I’m sure there were powerful political interests that could not allow Cain to become anything more
than a sideshow. So his narrative was changed, and some suspect it was done by a person just like
me, hired by another candidate’s campaign—and the story spread, whether it was true or not. If true,
from the looks of it whoever delivered the fatal blow did it exactly the way I would have: painfully,
untraceably, and impossible to recover from.
And so another noncandidate was created, made real, and then taken out. Another one bit the dust
so that blogs could fill their cycle.


*I have never been a fan of the word “blogosphere” and will use it only sparingly.
II
HOW TO TURN NOTHING INTO SOMETHING IN THREE WAY-
TOO-EASY STEPS


IN THE INTRODUCTION I EXPLAINED A SCAM I CALL “trading up the chain.” It’s a
strategy I developed that manipulates the media through recursion. I can turn nothing into something by
placing a story with a small blog that has very low standards, which then becomes the source for a
story by a larger blog, and that, in turn, for a story by larger media outlets. I create, to use the words
of one media scholar, a “self-reinforcing news wave.” People like me do this everyday.
The work I do is not exactly respectable. But I want to explain how it works without any of the
negatives associated with my infamous clients. I’ll show how I manipulated the media for a good
cause.
A friend of mine recently used some of my advice on trading up the chain for the benefit of the
charity he runs. This friend needed to raise money to cover the costs of a community art project, and
chose to do it through Kickstarter, the crowdsourced fund-raising platform. With just a few days’
work, he turned an obscure cause into a popular Internet meme and raised nearly ten thousand dollars
to expand the charity internationally.
Following my instructions, he made a YouTube video for the Kickstarter page showing off his
charity’s work. Not a video of the charity’s best work, or even its most important work, but the work
that exaggerated certain elements aimed at helping the video spread. (In this case, two or three
examples in exotic locations that actually had the least amount of community benefit.) Next, he wrote
a short article for a small local blog in Brooklyn and embedded the video. This site was chosen
because its stories were often used or picked up by the New York section of the Huffington Post. As
expected, the Huffington Post did bite, and ultimately featured the story as local news in both New
York City and Los Angeles. Following my advice, he sent an e-mail from a fake address with these
links to a reporter at CBS in Los Angeles, who then did a television piece on it—using mostly clips
from my friend’s heavily edited video. In anticipation of all of this he’d been active on a channel of
the social news site Reddit (where users vote on stories and topics they like) during the weeks

leading up to his campaign launch in order to build up some connections on the site.

#####

■ **WHAT NEEDS TO BE DONE**:
Continue the excerpt above about trading a story up the media chain, starting right after its last sentence.

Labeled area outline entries
#####

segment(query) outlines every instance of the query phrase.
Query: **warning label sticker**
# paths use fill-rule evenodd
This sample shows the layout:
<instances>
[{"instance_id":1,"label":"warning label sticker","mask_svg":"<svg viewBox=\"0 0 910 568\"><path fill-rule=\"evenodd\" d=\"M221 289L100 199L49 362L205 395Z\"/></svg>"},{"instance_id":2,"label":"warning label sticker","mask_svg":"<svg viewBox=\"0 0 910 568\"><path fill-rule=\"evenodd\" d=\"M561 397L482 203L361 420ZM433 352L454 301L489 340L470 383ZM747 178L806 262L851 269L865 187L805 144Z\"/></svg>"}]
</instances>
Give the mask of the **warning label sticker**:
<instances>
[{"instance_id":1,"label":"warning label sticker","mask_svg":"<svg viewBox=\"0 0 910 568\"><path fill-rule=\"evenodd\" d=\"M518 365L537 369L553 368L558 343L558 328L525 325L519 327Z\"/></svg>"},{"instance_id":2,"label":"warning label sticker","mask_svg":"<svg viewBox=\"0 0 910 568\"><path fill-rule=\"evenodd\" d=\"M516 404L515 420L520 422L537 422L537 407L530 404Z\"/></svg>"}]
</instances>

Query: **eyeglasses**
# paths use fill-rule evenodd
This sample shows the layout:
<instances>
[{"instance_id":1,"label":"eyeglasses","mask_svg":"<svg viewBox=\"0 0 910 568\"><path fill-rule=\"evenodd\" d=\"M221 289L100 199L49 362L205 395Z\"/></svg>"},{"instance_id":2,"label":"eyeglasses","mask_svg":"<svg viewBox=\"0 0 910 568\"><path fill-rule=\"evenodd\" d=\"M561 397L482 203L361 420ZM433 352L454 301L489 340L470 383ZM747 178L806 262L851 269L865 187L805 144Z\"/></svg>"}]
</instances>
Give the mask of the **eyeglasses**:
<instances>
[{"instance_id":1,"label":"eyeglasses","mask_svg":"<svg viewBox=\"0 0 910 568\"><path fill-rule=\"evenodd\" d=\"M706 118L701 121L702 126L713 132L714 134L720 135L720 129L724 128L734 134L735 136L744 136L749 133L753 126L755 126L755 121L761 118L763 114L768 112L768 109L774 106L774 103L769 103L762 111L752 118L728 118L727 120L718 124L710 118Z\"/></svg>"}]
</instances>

#####

■ **RESPONSE FOR THIS EXERCISE**:
When the CBS News piece came out and the video was up, he was ready to post it all on Reddit. It
made the front page almost immediately. This score on Reddit (now bolstered by other press as well)
put the story on the radar of what I call the major “cool stuff” blogs—sites like BoingBoing,
Laughing Squid, FFFFOUND!, and others—since they get post ideas from Reddit. From this final
burst of coverage, money began pouring in, as did volunteers, recognition, and new ideas.
With no advertising budget, no publicist, and no experience, his little video did nearly a half
million views, and funded his project for the next two years. It went from nothing to something.
This may have all been for charity, but it still raises a critical question: What exactly happened?
How was it so easy for him to manipulate the media, even for a good cause? He turned one
exaggerated amateur video into a news story that was written about independently by dozens of
outlets in dozens of markets and did millions of media impressions. It even registered nationally. He
had created and then manipulated this attention entirely by himself.
Before you get upset at us, remember: We were only doing what Lindsay Robertson, a blogger
from Videogum, Jezebel, and New York magazine’s Vulture blog, taught us to do. In a post explaining
to publicists how they could better game bloggers like herself, Lindsay advised focusing “on a lower
traffic tier with the (correct) understanding that these days, content filters up as much as it filters
down, and often the smaller sites, with their ability to dig deeper into the [I]nternet and be more
nimble, act as farm teams for the larger ones.”*
1
Blogs have enormous influence over other blogs, making it possible to turn a post on a site with
only a little traffic into posts on much bigger sites, if the latter happens to read the former. Blogs
compete to get stories first, newspapers compete to “confirm” it, and then pundits compete for airtime
to opine on it. The smaller sites legitimize the newsworthiness of the story for the sites with bigger
audiences. Consecutively and concurrently, this pattern inherently distorts and exaggerates whatever
they cover.
THE LAY OF THE LAND

Here’s how it works. There are thousands of bloggers scouring the web looking for things to
write about. They must write several times each day. They search Twitter, Facebook, comments

sections, press releases, rival blogs, and other sources to develop their material.
Above them are hundreds of mid-level online and offline journalists on websites and blogs and in
magazines and newspapers who use those bloggers below them as sources and filters. They also have
to write constantly—and engage in the same search for buzz, only a little more developed.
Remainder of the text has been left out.